**Selected passage:**
──────────────────────────────
Date: Thursday, February 29

Time: 7:00 pm

In-Person Location: SFU Vancouver, HC 1700 (515 W Hastings St)

Online Location: Webinar
*ASL services will be provided for webinar attendees

 

Note: Seating is limited. A recording of the lecture will be made available after the event.

About Marc Lipsitch

Marc Lipsitch is Professor of Epidemiology at the Harvard T. H. Chan School of Public Health. He directs the Center for Communicable Disease Dynamics and the Interdisciplinary Program on Infectious Disease Epidemiology. His scientific research concerns the effect of naturally acquired host immunity, vaccine-induced immunity, and other public health interventions on the population biology of pathogens and the consequences for human health He has authored 400 peer-reviewed publications on antimicrobial resistance, epidemiologic methods, mathematical modeling of infectious disease transmission, pathogen population genomics, research ethics, biosafety/security, and immunoepidemiology of Streptococcus pneumoniae. Dr. Lipsitch is a leader in research and scientific communication on COVID-19. Dr. Lipsitch received his BA in philosophy from Yale and his DPhil in zoology from Oxford. He did postdoctoral work at Emory University and CDC. He is a member of the American Academy of Microbiology and the National Academy of Medicine.
──────────────────────────────
**Task requirements:** Repeat word for word the part of the event notice that opens with the words containing "Time: 7:00 pm" and closes with "after the event.". The material that comes next is separate from the event notice.

**Data below:**
──────────────────────────────
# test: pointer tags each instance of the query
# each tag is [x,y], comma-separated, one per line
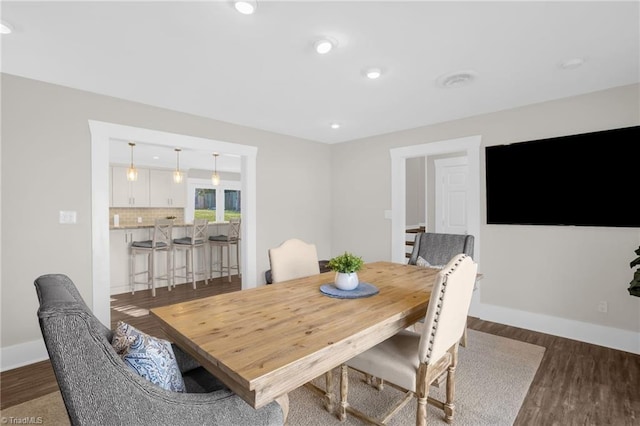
──────────────────────────────
**Answer to this task:**
Time: 7:00 pm

In-Person Location: SFU Vancouver, HC 1700 (515 W Hastings St)

Online Location: Webinar
*ASL services will be provided for webinar attendees

 

Note: Seating is limited. A recording of the lecture will be made available after the event.